RECORDS PROVIDED ▸
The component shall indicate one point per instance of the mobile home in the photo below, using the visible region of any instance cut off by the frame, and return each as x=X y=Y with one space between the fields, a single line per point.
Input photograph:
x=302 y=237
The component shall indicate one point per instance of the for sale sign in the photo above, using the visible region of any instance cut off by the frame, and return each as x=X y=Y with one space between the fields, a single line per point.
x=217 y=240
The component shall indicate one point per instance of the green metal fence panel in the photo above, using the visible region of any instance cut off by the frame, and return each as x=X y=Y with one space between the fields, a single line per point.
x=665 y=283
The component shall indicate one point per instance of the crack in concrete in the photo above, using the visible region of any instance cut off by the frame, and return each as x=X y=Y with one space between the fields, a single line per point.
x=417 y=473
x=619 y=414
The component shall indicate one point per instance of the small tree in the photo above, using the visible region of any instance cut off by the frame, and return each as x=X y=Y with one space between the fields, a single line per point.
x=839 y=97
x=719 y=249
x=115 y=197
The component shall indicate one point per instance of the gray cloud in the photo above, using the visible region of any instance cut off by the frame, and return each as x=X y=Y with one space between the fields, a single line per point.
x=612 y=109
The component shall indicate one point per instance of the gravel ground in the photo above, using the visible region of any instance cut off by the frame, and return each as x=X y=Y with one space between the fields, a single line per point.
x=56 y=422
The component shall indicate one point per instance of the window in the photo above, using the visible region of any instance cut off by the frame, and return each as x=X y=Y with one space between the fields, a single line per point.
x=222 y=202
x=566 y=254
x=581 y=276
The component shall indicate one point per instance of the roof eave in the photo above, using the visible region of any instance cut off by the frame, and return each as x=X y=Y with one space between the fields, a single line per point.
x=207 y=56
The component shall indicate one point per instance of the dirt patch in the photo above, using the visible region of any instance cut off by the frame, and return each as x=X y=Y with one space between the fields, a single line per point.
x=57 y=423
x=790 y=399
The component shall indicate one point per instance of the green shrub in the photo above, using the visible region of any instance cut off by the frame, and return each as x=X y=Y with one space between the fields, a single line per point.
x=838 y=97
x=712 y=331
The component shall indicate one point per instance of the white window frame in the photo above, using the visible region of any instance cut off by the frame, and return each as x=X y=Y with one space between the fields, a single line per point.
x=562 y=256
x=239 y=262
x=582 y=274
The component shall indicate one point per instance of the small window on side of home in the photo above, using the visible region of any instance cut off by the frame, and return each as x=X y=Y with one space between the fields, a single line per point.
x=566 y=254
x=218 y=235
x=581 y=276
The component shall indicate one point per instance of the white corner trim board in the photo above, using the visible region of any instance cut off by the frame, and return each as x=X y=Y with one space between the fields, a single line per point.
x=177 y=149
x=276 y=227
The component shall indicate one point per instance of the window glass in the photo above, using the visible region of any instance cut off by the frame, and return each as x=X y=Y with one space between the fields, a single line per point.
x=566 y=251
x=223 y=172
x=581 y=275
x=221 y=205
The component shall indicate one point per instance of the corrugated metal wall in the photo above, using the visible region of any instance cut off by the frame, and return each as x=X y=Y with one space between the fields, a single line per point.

DIRECTIONS ▸ Without changing a single character, repeat each record.

WRITTEN REPLY ▸
The component shall indicate one point per instance of the mobile home in the photo below, using the visible region of any instance cut off by the frame, and return each as x=X y=Y with one space between the fields, a single line per point.
Input photograph:
x=302 y=237
The component shall indicate one point per instance of the for sale sign in the photo above, using the visible region of any instance cut off by the frame, and return each as x=X y=Y with one space between the fields, a single line per point.
x=217 y=240
The component shall indicate one point per instance of the green metal fence panel in the photo above, using the visible region of any instance cut off by the frame, and return each as x=X y=Y with one space between the fields, a single line per point.
x=665 y=283
The component shall indicate one point per instance of the crack in concrete in the photo above, using the visible region of any instance cut off by the frame, and return each as x=X y=Y with one space between the fields, a single line per point.
x=417 y=473
x=619 y=414
The component shall indicate one point per instance of the small tree in the photo above, using the visible region of any instance cut off by the frame, and return each as x=X y=Y with one space between the fields, a single line per point.
x=839 y=97
x=719 y=249
x=115 y=197
The component shall indicate one point per instance of the gray cloud in the photo above, using the visible region of any instance cut off by the frame, and return each as x=X y=Y with one space between the fields, a single line per point.
x=612 y=109
The component shall indicate one point per instance of the gravel ground in the photo above, using the visible region of any instance cut off by the frame, and return each as x=X y=Y with one space between the fields, a single line per point.
x=56 y=422
The component shall indicate one point per instance of the window in the photo above, using the visible region of any instance cut off by the frame, and return each as x=X y=Y with one space between the fields, a single line per point.
x=222 y=202
x=566 y=254
x=581 y=276
The component shall indicate one point per instance of the roof eave in the photo above, using the visible region of any instance cut off by the frame, and return each as x=X y=Y with one space between the fields, a single line per point.
x=207 y=56
The component shall indicate one point per instance of the dirt patch in the photo above, using the visible region of any instance cut off by the frame, and return each as x=X y=Y with one space between the fields, a single line per point.
x=57 y=423
x=790 y=399
The component shall indicate one point per instance of the green shrub in the photo above, using the visible region of any instance cut off by the frame, and return each as x=X y=Y with one space between the fields, a single line per point.
x=838 y=97
x=712 y=331
The component shall indicate one point per instance of the white window frame in the photo above, using the visible region of any instance cut off by the frame, and return each as x=X y=Y with one space between the fields, a single line per point.
x=562 y=256
x=239 y=262
x=582 y=274
The component shall indicate one point per instance of the small window on side of home in the photo above, using the visible region of any instance cut off by the frame, and return each as x=X y=Y with one space between the fields, a single line per point.
x=566 y=254
x=218 y=235
x=581 y=276
The component shall indicate one point per instance of the white corner trim board in the photo above, using the visible region of any instance cut off by the frame, and return each as x=X y=Y with one space between the fields, a single line per point.
x=177 y=149
x=276 y=227
The component shall indicate one point per instance of the window glass in the photo above, using the visible region of any instance cut off by the frame, and return each as x=X y=Y with one space between the fields, a single line per point.
x=566 y=251
x=223 y=172
x=581 y=275
x=221 y=205
The component shall indicate one point per instance of the corrugated metal wall in the photo above, using the visible region of any instance cut off by the frame, and return each as x=X y=Y with one space between the fields, a single line per point.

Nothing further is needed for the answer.